▶ [Reading text]
● ● ● ● ●
Opinion
10 Civ. 6950 (AT) (RWL)
08-22-2022
ORDER
ANALISA TORRES United States District Judge
Plaintiffs H. Cristina Chen-Oster, Shanna Orlich, Allison Gamba, and Mary De Luis, representing a class of female employees of Goldman, Sachs & Co. and The Goldman Sachs Group, Inc. (collectively, “Goldman Sachs” or “Defendants”), filed this class action alleging gender discrimination under Title VII of the Civil Rights Act of 1964 (“Title VII”), 42 U.S.C. § 2000e et seq., and the New York City Human Rights Law (the “NYCHRL”), N.Y.C. Admin. Code § 8-101 et seq.
Defendants move for reconsideration of the Court's decision on standing in the order dated March 17, 2022 (the “Order”), ECF No. 1337, or, if reconsideration is denied, for certification of an interlocutory appeal of the Order with respect to the Court's decision on standing and commonality, pursuant to 28 U.S.C. § 1292(b). Defs. Mot., ECF No. 1346.Defendants' motion is GRANTED in part and DENIED in part.
Defendants' request for oral argument, Defs. Mem., ECF No. 1347, is DENIED.
● ● ● ● ●
▶ [What to work on]
1. Translate this sentence from the court order into Spanish: "Defendants' request for oral argument, Defs. Mem., ECF No. 1347, is DENIED."
2. Reproduce word for word the part of the court order that opens with the words containing "Defendants move for" and closes with "1347, is DENIED.".

▶ [Source data]
● ● ● ● ●
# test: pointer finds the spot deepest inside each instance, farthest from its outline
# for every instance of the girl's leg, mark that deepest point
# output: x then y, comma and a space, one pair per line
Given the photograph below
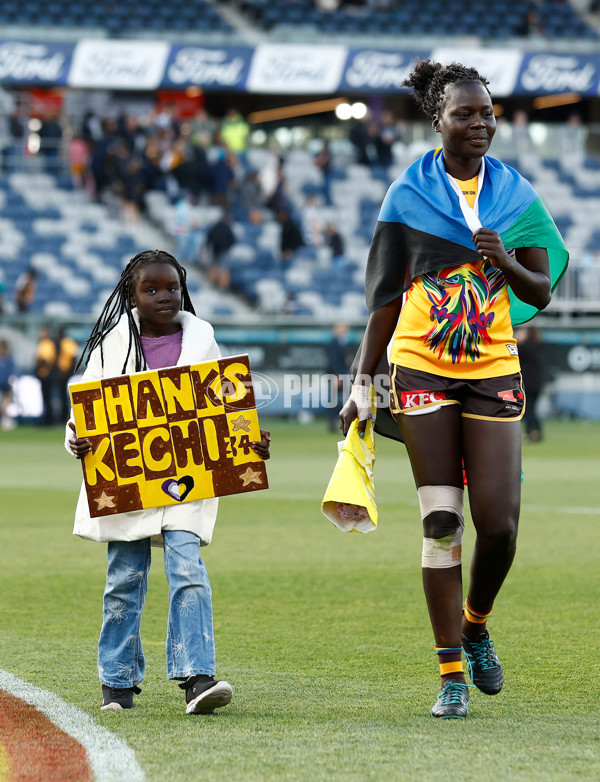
● ● ● ● ●
▶ [Answers to the exercise]
1. La solicitud de alegato oral de los demandados, Defs. Mem., ECF No. 1347, es DENEGADA.

2.
Defendants move for reconsideration of the Court's decision on standing in the order dated March 17, 2022 (the “Order”), ECF No. 1337, or, if reconsideration is denied, for certification of an interlocutory appeal of the Order with respect to the Court's decision on standing and commonality, pursuant to 28 U.S.C. § 1292(b). Defs. Mot., ECF No. 1346.Defendants' motion is GRANTED in part and DENIED in part.
Defendants' request for oral argument, Defs. Mem., ECF No. 1347, is DENIED.